──────── GIVEN DATA

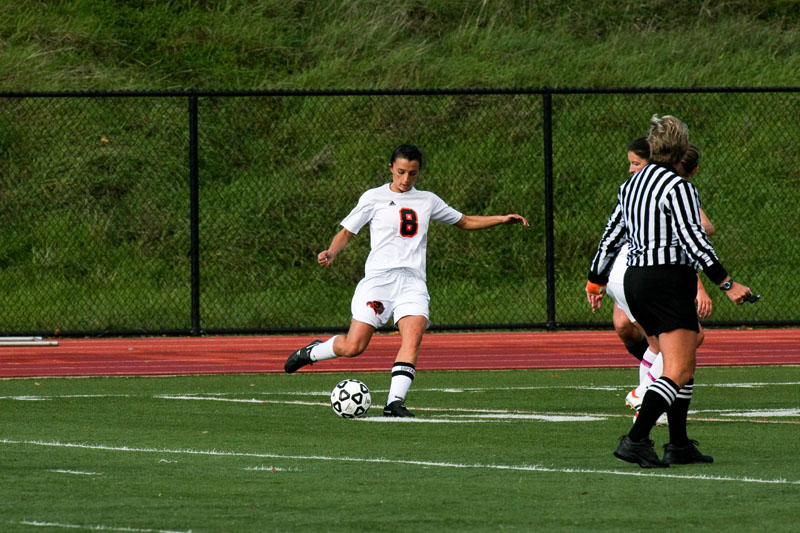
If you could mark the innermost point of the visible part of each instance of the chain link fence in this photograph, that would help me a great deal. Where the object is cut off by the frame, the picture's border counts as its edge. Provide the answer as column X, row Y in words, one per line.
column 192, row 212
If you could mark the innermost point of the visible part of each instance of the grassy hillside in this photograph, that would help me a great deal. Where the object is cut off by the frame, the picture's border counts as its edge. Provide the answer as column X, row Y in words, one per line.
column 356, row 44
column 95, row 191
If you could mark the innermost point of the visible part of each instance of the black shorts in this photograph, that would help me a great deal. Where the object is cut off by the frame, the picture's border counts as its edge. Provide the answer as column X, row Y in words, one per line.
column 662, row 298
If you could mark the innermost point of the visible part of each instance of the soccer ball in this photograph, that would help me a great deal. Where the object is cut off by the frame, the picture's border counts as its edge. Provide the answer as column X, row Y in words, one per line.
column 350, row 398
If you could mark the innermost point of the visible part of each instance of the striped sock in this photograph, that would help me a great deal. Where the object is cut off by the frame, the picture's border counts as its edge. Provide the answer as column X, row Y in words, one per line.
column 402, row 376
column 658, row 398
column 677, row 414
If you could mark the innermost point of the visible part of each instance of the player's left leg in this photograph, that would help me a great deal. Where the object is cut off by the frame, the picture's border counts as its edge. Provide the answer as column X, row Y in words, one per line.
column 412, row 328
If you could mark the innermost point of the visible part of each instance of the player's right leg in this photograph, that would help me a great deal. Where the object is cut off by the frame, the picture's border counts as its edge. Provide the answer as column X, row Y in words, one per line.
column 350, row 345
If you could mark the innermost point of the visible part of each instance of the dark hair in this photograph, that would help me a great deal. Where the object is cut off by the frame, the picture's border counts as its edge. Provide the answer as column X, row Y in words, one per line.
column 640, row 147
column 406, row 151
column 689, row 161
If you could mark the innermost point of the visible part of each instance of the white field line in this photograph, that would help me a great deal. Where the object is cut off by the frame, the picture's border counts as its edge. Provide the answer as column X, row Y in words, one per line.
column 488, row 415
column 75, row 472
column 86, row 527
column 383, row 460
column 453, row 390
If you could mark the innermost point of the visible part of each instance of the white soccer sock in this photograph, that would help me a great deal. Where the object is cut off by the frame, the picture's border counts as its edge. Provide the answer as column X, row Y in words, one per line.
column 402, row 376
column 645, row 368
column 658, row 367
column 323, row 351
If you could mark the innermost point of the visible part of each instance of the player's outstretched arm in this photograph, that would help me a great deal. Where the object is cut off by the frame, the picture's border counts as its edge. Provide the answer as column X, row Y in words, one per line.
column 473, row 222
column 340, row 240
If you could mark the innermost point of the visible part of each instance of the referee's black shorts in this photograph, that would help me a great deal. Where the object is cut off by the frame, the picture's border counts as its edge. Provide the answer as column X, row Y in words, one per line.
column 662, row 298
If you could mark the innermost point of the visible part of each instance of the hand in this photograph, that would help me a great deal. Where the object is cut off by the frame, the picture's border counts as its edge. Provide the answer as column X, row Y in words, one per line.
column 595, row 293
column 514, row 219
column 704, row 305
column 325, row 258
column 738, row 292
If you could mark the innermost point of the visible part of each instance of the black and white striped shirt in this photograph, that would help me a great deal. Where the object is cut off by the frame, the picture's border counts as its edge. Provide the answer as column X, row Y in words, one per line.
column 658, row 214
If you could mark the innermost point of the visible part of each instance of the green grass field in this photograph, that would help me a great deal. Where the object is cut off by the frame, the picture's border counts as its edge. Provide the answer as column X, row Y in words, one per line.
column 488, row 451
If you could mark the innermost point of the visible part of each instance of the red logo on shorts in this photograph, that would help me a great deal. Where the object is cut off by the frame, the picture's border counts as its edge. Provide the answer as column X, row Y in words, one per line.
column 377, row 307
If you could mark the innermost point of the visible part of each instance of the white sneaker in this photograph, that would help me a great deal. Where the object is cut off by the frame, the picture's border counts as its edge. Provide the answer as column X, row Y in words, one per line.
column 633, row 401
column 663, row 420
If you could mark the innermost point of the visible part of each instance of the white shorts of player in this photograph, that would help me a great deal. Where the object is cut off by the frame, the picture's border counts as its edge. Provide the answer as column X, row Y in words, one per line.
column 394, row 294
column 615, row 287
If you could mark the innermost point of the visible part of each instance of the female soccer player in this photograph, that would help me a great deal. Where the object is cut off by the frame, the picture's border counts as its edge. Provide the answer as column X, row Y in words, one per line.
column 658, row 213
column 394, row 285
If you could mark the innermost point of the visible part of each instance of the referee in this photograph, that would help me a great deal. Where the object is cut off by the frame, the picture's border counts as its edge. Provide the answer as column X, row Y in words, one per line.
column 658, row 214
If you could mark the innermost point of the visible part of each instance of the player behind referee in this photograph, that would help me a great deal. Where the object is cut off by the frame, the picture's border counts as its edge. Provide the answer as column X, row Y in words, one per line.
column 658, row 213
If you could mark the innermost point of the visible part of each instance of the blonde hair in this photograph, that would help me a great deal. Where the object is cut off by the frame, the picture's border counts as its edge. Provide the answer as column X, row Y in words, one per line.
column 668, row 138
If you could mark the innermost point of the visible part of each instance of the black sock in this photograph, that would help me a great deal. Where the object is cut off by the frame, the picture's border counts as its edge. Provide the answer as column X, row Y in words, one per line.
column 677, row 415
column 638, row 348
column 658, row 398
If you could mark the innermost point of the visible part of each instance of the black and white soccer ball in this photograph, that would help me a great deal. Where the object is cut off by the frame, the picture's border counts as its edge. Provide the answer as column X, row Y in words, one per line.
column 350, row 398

────────────────

- GOAL -
Put all of the entries above into a two-column CSV with the headers text and answer, one row per entry. Quote every field, replace line breaks with spaces, and leave the pictures out.

- WRITTEN RESPONSE -
text,answer
"If you could mark the innermost point of the visible part of each instance of the chain link fence in this photograph, that would help me a great deal. Where the object is cut off by the frame, the picture's border counts as its edge. Provide the answer as column X, row Y in words, one per line.","column 192, row 212"
"If you could mark the innermost point of the visible part of each instance of the grassy hillside in this photograph, that would help me a great deal. Where the object is cut off by the frame, the picture's border counts as its edge. Provide the answer as column X, row Y in words, one per line.","column 356, row 44 column 95, row 191"
"If you could mark the innermost point of the visible part of each instance of the black shorts in this photograph, that would help me a great deal. Where the object is cut off by the frame, the picture's border counts as its edge. Provide the answer as column X, row Y in words, one per line.","column 662, row 298"
"If you could mark the innermost point of the visible part of each instance of the soccer ball in this photograph, that would help me a great deal. Where the object is cut off by the frame, the picture's border counts as its edge. Provide the answer as column X, row Y in words, one per line.","column 350, row 398"
"If you could mark the innermost point of the visible part of each instance of the striped sock in this photograph, that would help me a great deal. Where the object is cut off by the frame, the picture's border counts as its edge. Provide the answer as column X, row Y in words, one per line.","column 402, row 376 column 658, row 398 column 677, row 414"
"If you could mark the innermost point of the visible part of each instance of the player's left leg in this photograph, that would help me a great deal. Where the object is cut off by the frame, the picture's border counts as its edge. Provide the answer as column X, row Y in words, one per line.","column 412, row 328"
"If you could mark the innermost point of the visible part of each instance of the player's right leg in this photograph, that would help me a great deal. Where the object is cut off by the frame, the picture's border counts as its edge. Provide the answer as column X, row Y in words, one per line.","column 350, row 345"
"If you could mark the innermost point of the visible part of each instance of the dark hair in this photograph, that would help me a great deal. Where the object is cut off by the frame, the picture's border counts as its edge. Provide the answer as column X, row Y in words, one per line.","column 640, row 147 column 406, row 151 column 689, row 161"
"If you could mark the innermost point of the visible part of each instance of the white field line in this photograph, that would help me a great deal. Where the object is cut off by the frame, the picture's border counts as its edge. Provide the answer as column X, row Y in words, one per line.","column 488, row 415 column 75, row 472 column 86, row 527 column 383, row 460 column 453, row 390"
"If you could mark the innermost point of the visible part of each instance of the white soccer sock in this photograph, that would help me a great deal. Where the object is cut off by the frame, the picture's border counts as its edge. Provide the answer as column X, row Y in words, one per line.","column 402, row 376 column 645, row 368 column 658, row 367 column 323, row 351"
"If you could mark the innermost point of the visible part of each instance of the player's outstretched arm in this photograph, that would help me a great deal. Where the object is cut off by the frame, the picture's border counts as its edge. Provide the answer as column X, row Y in words, one per line.","column 473, row 222 column 340, row 240"
"If you could mark the innermost point of the visible part of each instance of the referee's black shorts in this photograph, that would help me a great deal. Where the object is cut off by the frame, the picture's border counts as its edge. Provide the answer as column X, row Y in words, one per line.","column 662, row 298"
"If you could mark the innermost point of the visible part of each instance of the hand in this photograph, that would help me a great deal. Where the object is cut off by the frame, the picture's border counts as its edge. Provide the answer as column X, row Y in words, one per line.","column 595, row 293 column 514, row 219 column 704, row 305 column 325, row 258 column 738, row 292"
"If you could mark the innermost point of the visible part of each instance of the black and white striped shirt in this photograph, that would help me a great deal. Where the object is cut off by the frame, the picture's border counts as its edge. Provide the answer as column X, row Y in words, one per line.","column 658, row 214"
"If you could mark the innermost point of the visible part of each instance of the green grass field in this photograph, that would help me a great deal. Where the object is cut off by the frame, the picture's border counts as its edge. Provide the answer as column X, row Y in words, one per line.","column 488, row 451"
"If you could mark the innermost point of the visible part of each instance of the red logo on shorts in this photograph, that would help me a great deal. Where the object is cut off by the frame, the picture's border counts as its edge. Provide the answer as column X, row Y in words, one per line.","column 377, row 307"
"If you could mark the innermost point of the visible part of each instance of the white sneaker in this photograph, that would help me a great deal. Where the object is cut off by the frame, the picture's border counts as its edge. Provide the answer as column X, row Y in words, one per line.","column 633, row 401 column 663, row 420"
"If you could mark the innermost point of the visible part of each instance of the white shorts of player in this photograph, that would help me a great deal. Where the object is cut off by the frame, the picture's border counts as its edge. Provide the answer as column X, row Y in words, one per line.","column 394, row 294 column 615, row 287"
"If you could mark the innermost point of the visible part of each instance of the female soccer player in this photograph, that would help me a great deal. Where the object is cut off by the frame, the picture's border counts as its edge. Provide the answer as column X, row Y in words, one per line.","column 658, row 213 column 394, row 285"
"If you could mark the innermost point of the visible part of each instance of the referee in this photograph, that would help me a great deal. Where the object is cut off by the frame, the picture's border counts as its edge. Provide the answer as column X, row Y in words, one per line.","column 658, row 214"
"If you could mark the innermost point of the visible part of each instance of the player behind referee in this photograph, that would help me a great deal. Where the object is cut off by the frame, the picture's border counts as its edge. Provide the answer as column X, row Y in words, one per line.","column 658, row 213"
"If you could mark the innermost point of the visible part of each instance of the blonde hair in this photograph, that would help me a great deal. Where the object is cut off by the frame, the picture's border counts as its edge. Provide the answer as column X, row Y in words, one per line.","column 668, row 138"
"If you could mark the innermost point of the visible part of each instance of the black sock in this photograph, that would help me a great deal. Where the object is cut off by the frame, the picture's border counts as its edge. Provide the answer as column X, row Y in words, one per line.","column 677, row 415 column 638, row 348 column 658, row 398"
"If you could mark the innermost point of the visible part of each instance of the black and white soccer ball in this photograph, that would help me a great deal. Where the object is cut off by the frame, the picture's border counts as its edge. Provide the answer as column X, row Y in words, one per line.","column 350, row 398"